:: Do this ::
Copy out all the records below, substituting "each instance" for every occurrence of "every instance" and leaving everything else the same. Omit the pictures.
** begin **
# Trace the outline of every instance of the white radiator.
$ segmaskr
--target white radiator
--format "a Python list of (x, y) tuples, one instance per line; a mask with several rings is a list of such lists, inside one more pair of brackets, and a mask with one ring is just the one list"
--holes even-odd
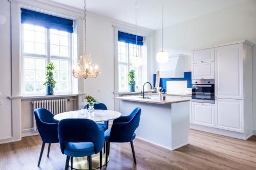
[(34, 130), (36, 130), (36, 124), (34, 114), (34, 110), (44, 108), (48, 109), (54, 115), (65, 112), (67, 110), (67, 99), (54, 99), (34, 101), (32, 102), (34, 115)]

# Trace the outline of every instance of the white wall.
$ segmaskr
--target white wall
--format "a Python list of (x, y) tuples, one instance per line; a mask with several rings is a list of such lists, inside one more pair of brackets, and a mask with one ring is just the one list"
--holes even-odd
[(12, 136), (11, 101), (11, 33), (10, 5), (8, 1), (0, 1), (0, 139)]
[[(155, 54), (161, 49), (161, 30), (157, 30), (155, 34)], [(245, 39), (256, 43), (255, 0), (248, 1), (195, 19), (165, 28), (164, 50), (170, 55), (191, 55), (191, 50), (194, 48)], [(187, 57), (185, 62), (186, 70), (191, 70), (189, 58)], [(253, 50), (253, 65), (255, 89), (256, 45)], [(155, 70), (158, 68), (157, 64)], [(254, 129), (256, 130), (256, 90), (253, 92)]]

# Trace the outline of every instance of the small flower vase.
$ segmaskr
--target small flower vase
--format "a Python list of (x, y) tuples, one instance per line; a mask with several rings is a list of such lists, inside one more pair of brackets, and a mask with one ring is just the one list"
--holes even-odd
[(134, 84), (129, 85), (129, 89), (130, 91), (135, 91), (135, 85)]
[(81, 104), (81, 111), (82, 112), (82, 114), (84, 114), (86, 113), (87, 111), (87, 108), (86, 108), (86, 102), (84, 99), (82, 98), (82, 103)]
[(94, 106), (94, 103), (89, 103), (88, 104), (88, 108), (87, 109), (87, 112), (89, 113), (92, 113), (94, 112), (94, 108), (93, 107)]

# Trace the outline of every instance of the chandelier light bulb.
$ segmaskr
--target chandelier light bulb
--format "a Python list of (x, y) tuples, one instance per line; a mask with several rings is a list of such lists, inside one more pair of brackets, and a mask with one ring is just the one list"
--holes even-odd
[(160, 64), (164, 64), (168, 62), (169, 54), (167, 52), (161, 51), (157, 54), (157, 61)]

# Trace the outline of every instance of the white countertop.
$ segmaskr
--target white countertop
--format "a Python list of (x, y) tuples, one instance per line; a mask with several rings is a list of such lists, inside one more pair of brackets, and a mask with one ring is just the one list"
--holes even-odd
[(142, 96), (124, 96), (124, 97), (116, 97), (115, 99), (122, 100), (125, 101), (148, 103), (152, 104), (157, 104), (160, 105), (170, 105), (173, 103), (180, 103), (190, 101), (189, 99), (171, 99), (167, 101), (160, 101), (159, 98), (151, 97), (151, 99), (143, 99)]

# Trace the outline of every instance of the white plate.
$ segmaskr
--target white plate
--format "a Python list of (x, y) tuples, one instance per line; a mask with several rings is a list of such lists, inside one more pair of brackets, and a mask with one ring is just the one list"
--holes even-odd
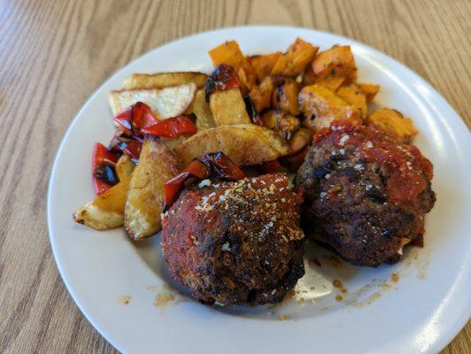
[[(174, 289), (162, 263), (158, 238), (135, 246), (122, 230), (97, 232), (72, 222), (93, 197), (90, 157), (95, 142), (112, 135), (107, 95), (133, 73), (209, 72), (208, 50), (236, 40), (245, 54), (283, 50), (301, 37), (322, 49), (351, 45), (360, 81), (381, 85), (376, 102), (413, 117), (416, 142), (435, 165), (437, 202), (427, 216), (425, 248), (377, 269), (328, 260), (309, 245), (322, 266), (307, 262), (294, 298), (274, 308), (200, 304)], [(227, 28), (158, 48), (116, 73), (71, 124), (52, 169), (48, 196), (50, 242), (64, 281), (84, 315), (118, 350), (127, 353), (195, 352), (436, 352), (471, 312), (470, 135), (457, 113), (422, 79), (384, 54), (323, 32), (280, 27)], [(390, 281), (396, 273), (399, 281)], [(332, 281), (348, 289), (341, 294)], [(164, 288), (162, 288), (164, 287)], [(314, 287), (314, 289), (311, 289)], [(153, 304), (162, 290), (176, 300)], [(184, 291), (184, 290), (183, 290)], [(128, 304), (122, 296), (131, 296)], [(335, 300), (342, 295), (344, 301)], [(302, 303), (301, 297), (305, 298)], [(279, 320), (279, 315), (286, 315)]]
** end **
:: Full output ::
# Trace the outline of each instance of the white radiator.
$ segmaskr
--target white radiator
--format "a Python list of (x, y) tuples, one instance per line; a mask with several rings is a list of such lists, inside one more pair of brackets, and a mask with one ring is just the one list"
--holes even-odd
[(34, 130), (36, 130), (36, 124), (34, 114), (34, 110), (44, 108), (48, 109), (54, 115), (65, 112), (67, 110), (67, 99), (54, 99), (34, 101), (32, 102), (34, 115)]

# Trace the outline of each instance of the white wall.
$ segmaskr
--target white wall
--format "a Python list of (x, y) tuples, one instance per line; a mask with several rings is a list of such lists, inside one more pair of brackets, and a mask with one ring is just the one list"
--holes even-odd
[(12, 136), (11, 101), (11, 33), (10, 5), (8, 1), (0, 1), (0, 139)]
[[(155, 54), (161, 49), (161, 30), (157, 30), (155, 34)], [(245, 39), (256, 43), (255, 0), (248, 1), (195, 19), (165, 28), (164, 50), (170, 55), (191, 55), (191, 50), (194, 48)], [(187, 57), (185, 62), (186, 70), (191, 70), (189, 58)], [(253, 50), (253, 65), (255, 89), (256, 45)], [(155, 70), (158, 68), (157, 64)], [(254, 129), (256, 130), (256, 90), (253, 92)]]

# Trace the outline of each instance of the small flower vase.
$ segmaskr
--target small flower vase
--format "a Python list of (x, y) tuples, one instance per line; a mask with several rings is a list of such lists, inside one more pair of brackets, and a mask with one ring is just the one list"
--holes even-odd
[(134, 84), (129, 85), (129, 89), (130, 91), (135, 91), (135, 85)]
[(81, 104), (81, 111), (82, 112), (82, 114), (84, 114), (86, 113), (87, 111), (87, 108), (86, 108), (86, 102), (84, 99), (82, 98), (82, 103)]
[(94, 106), (94, 103), (89, 103), (88, 104), (88, 108), (87, 109), (87, 112), (89, 113), (92, 113), (94, 112), (94, 108), (93, 107)]

# Trace the outline of each instance of the chandelier light bulb.
$ segmaskr
--target chandelier light bulb
--format "a Python list of (x, y) tuples, one instance per line; a mask with several rings is a list of such lists, inside one more pair of brackets, and a mask with one ring is just the one list"
--holes even-odd
[(160, 64), (164, 64), (168, 62), (169, 54), (167, 52), (161, 51), (157, 54), (157, 61)]

# Trace the outline of each instance of the white countertop.
$ segmaskr
--target white countertop
--format "a Python list of (x, y) tuples, one instance per line; a mask with several rings is a list of such lists, inside one more pair of brackets, and a mask with one ring is just the one list"
--holes even-odd
[(142, 96), (124, 96), (124, 97), (116, 97), (115, 99), (122, 100), (125, 101), (148, 103), (152, 104), (157, 104), (160, 105), (170, 105), (173, 103), (180, 103), (190, 101), (189, 99), (171, 99), (167, 101), (160, 101), (159, 98), (151, 97), (151, 99), (143, 99)]

# Trace the outline of each instance of the white plate.
$ segmaskr
--target white plate
--format "a Python list of (x, y) tuples, one instance per line; a mask with several rings is a list of such lists, inside one more pair of brackets, and a mask with one ring is just the one list"
--holes even-odd
[[(174, 289), (162, 263), (158, 238), (135, 246), (122, 230), (97, 232), (72, 222), (93, 197), (90, 157), (95, 142), (112, 135), (107, 95), (133, 73), (209, 72), (208, 50), (236, 40), (245, 54), (283, 50), (301, 37), (322, 49), (351, 45), (360, 81), (381, 85), (376, 102), (413, 117), (416, 142), (435, 165), (437, 202), (427, 216), (425, 248), (377, 269), (328, 260), (309, 245), (322, 266), (307, 262), (294, 298), (274, 308), (200, 304)], [(227, 28), (158, 48), (116, 73), (71, 124), (52, 169), (48, 196), (50, 242), (64, 281), (84, 315), (118, 350), (127, 353), (195, 352), (436, 352), (471, 312), (470, 135), (457, 113), (422, 79), (384, 54), (323, 32), (280, 27)], [(390, 281), (396, 273), (399, 281)], [(332, 281), (348, 289), (341, 294)], [(164, 288), (162, 288), (164, 287)], [(314, 287), (314, 289), (311, 289)], [(153, 304), (162, 290), (176, 300)], [(184, 291), (184, 290), (183, 290)], [(128, 304), (122, 296), (131, 296)], [(335, 300), (342, 295), (344, 301)], [(302, 303), (301, 297), (305, 298)], [(279, 320), (279, 315), (286, 315)]]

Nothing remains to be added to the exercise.